━━━ Source text

The above plots show the distributions of loan amount, interest rate and profit frequency. The majority of loans amount to 5.000 - 15.000$ each. Interest rates are mostly distributed between 0.10 - .20 %. The distribution of profit rates shows that there are only a few loans in the negative range. The profit distribution spikes between 0.00 - 0.25 %.

fig = plt.figure(figsize=(22,6))
sns.kdeplot(loan.loc[loan['profit_rate'] > 0, 'total_rec_prncp'], label = 'profit rate > 0')
sns.kdeplot(loan.loc[loan['profit_rate'] <= 0, 'total_rec_prncp'], label = 'profit rate <= 0');
plt.xlabel('Principal Received',fontsize=15)
plt.ylabel('Density',fontsize=15)
plt.title('Distribution of Principal Received to Date',fontsize=20);

png

The distribution of principal received to date shows that most instances with negative profits appear in the range of 0 - 10,000$, whereas instances with positive profits are more widely distributed. Next, we will see if there are any borrowers who have taken more than one loan to see if their member ID could be an indicator of the profit rate.

loan['member_id'].value_counts().head()

5246974    1
1821228    1
1444503    1
922260     1
2417894    1
Name: member_id, dtype: int64

There are no members who have taken more than one loan. Consequently, the member id does not indicate whether the borrower is likely to pay back their loan. Hence, the column does not need to be considered for predictions.

profit_by_purpose = pd.DataFrame(loan[loan['profit_rate']>0].groupby('purpose')['profit_rate'].count().sort_values())
profit_by_purpose["profit_neg"] = pd.DataFrame(loan[loan['profit_rate']<=0].groupby('purpose')['profit_rate'].count().sort_values())["profit_rate"]

fig, ax = plt.subplots(figsize=(14, 10))
profit_by_purpose.plot(kind="bar", ax=ax)
plt.ylabel('Number of loans',fontsize=15)
plt.xlabel('Purpose',fontsize=15)
plt.title('Number of loans by purpose', fontsize=20);
L=plt.legend()
L.get_texts()[0].set_text('positive profit')
L.get_texts()[1].set_text('negative profit')

png

The barplot shows the number of loans issued per purpose category. Most loans are issued for debt consolidation and credit cards - these are also the categories with the highest amount of loans with negative profit. There is no category where the amount of loans with negative profits exceeds loans with positive profits. However, there certainly are categories where the share of negative profits is very small, such as house, car or wedding.

━━━━━━
━━━ Data extract

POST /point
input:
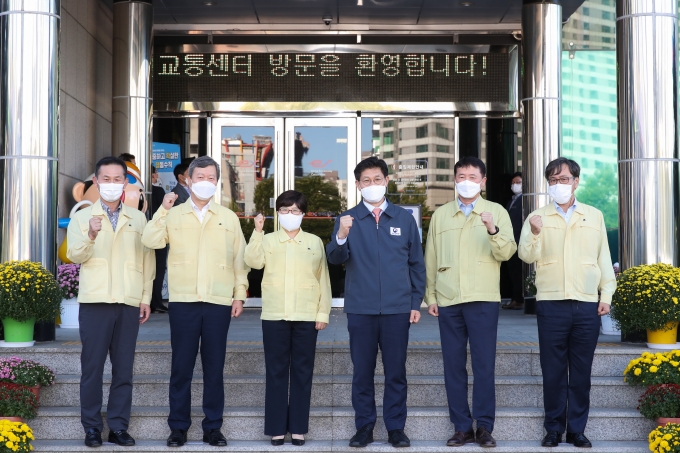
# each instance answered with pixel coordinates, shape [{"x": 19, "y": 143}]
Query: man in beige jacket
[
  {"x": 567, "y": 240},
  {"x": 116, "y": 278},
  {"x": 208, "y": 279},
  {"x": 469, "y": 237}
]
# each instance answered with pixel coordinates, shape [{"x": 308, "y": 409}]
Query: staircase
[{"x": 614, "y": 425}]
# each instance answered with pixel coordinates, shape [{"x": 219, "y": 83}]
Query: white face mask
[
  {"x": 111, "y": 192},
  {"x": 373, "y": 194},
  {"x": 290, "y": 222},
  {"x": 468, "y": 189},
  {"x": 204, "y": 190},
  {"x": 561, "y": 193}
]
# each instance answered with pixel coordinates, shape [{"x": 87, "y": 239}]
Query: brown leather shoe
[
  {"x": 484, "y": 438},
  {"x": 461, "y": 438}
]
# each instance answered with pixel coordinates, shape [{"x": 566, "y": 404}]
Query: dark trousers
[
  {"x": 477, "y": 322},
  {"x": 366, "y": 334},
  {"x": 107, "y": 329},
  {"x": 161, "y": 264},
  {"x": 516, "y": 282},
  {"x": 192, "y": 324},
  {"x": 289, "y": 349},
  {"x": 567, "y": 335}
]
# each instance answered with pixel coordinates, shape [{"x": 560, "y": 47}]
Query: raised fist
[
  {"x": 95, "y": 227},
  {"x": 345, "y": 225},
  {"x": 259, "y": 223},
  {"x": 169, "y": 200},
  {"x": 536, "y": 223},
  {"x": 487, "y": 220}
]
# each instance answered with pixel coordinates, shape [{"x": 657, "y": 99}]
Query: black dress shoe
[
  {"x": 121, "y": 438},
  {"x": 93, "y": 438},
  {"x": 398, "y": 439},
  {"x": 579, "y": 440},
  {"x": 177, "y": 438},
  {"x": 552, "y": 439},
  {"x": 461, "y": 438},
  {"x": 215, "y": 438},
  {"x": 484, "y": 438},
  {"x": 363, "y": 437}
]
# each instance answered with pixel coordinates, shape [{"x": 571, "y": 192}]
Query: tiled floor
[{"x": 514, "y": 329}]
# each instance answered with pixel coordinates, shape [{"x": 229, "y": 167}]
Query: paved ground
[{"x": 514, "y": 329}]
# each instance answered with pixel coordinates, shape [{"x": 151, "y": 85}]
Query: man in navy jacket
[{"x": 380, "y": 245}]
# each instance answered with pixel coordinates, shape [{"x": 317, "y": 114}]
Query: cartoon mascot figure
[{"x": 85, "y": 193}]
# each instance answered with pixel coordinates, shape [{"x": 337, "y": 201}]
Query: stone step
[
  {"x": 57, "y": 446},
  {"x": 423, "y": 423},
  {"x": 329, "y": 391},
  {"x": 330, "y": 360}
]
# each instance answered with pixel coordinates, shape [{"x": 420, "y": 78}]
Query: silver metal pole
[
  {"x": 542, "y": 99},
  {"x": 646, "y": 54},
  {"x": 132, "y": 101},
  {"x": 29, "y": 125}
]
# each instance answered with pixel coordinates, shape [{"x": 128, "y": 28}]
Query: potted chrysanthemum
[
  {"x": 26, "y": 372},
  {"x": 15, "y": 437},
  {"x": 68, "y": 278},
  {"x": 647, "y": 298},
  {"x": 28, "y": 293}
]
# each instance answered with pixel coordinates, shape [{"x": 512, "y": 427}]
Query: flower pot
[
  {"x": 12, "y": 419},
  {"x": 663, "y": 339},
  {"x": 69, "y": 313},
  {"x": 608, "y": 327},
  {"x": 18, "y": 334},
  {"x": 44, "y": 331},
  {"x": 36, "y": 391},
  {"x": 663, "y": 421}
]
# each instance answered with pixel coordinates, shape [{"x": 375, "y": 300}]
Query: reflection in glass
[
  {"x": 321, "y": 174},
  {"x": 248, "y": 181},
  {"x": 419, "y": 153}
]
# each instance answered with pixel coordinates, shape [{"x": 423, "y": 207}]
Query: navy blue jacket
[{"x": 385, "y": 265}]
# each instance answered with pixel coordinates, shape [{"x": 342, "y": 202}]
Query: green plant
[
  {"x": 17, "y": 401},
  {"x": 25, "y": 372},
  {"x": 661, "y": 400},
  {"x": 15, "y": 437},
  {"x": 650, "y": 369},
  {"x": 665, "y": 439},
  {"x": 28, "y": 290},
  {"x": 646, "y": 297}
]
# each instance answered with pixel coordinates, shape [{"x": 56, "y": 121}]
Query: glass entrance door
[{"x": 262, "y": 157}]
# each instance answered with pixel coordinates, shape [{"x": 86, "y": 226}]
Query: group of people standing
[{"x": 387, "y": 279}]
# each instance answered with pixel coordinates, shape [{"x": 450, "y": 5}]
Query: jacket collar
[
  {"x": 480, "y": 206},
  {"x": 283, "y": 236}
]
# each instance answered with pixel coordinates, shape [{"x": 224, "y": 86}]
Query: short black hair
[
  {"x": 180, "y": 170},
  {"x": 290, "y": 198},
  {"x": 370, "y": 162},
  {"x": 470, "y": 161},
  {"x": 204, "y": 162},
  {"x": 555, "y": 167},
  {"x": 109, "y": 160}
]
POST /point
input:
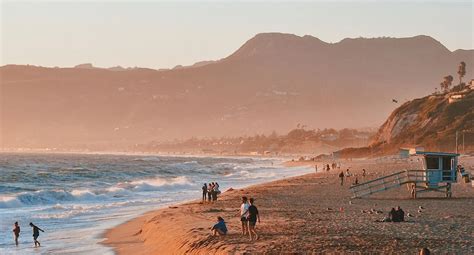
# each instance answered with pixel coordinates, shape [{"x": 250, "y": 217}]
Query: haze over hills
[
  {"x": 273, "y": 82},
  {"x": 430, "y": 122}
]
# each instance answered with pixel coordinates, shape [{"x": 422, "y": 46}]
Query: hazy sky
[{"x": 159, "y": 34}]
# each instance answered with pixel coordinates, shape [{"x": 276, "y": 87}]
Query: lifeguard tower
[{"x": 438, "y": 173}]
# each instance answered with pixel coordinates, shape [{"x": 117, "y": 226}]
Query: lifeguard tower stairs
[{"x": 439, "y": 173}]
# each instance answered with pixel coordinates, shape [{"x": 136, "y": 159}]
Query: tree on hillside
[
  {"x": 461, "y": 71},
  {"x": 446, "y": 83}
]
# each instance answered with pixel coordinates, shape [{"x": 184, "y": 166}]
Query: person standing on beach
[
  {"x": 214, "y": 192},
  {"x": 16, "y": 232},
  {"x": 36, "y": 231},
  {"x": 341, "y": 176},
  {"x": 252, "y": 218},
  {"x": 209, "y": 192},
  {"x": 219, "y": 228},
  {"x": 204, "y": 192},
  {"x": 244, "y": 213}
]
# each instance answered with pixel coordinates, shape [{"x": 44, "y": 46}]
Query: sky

━━━━━━

== Set of tasks ==
1. Return the stretch of the loan analysis from "plt.title('Distribution of Principal" through "loan['member_id'].value_counts().head()".
2. According to the loan analysis, which two purpose categories receive the most loans?
3. Extend the loan analysis by writing what comes next after its final sentence.
The records have nothing to do with the loan analysis.

== Answers to the tasks ==
1.
plt.title('Distribution of Principal Received to Date',fontsize=20);

png

The distribution of principal received to date shows that most instances with negative profits appear in the range of 0 - 10,000$, whereas instances with positive profits are more widely distributed. Next, we will see if there are any borrowers who have taken more than one loan to see if their member ID could be an indicator of the profit rate.

loan['member_id'].value_counts().head()

2. Debt consolidation and credit cards.

3.
Returning back to data preprocessing, we applied a feature selection by temporarily recasting the regression problem as a binary decision problem between positive and negative profit rates. Then we calculated Information Value for all columns. Nevertheless, there were many columns in our dataset that can be influenced by the target variable. Therefore, we selected only the useful, but not too predictive variables.

features = loan[['annual_inc','int_rate','purpose','dti','term','grade']]
features = pd.get_dummies(features)
target = loan[['profit_rate']]

In order to obtain comparable and reliable results, we have sampled 100k rows from the remaining dataset and split it into a test set with 33k rows, and a training set with 67k rows. To do this, we use the train_test_split() function by sklearn. Furthermore, we used the profit rate we have calculated before as our target variable.

import random
random.seed(100)
idx = random.sample(range(features.shape[0]), 100000)
f_sampled = features.iloc[idx,:]
t_sampled = target.iloc[idx]

import warnings
warnings.filterwarnings('ignore')
from sklearn.model_selection import train_test_split
from sklearn import preprocessing
import numpy as np

X_train, X_test, y_train, y_test = train_test_split(f_sampled, t_sampled, test_size=0.33, random_state=42)

scaler_trx = preprocessing.StandardScaler().fit(X_train)
X_train = scaler_trx.transform(X_train)

scaler_try = preprocessing.StandardScaler().fit(y_train)
y_train = scaler_try.transform(y_train)

scaler_testx = preprocessing.StandardScaler().fit(X_test)
X_test = scaler_testx.transform(X_test)

scaler_testy = preprocessing.StandardScaler().fit(y_test)
y_test = scaler_testy.transform(y_test)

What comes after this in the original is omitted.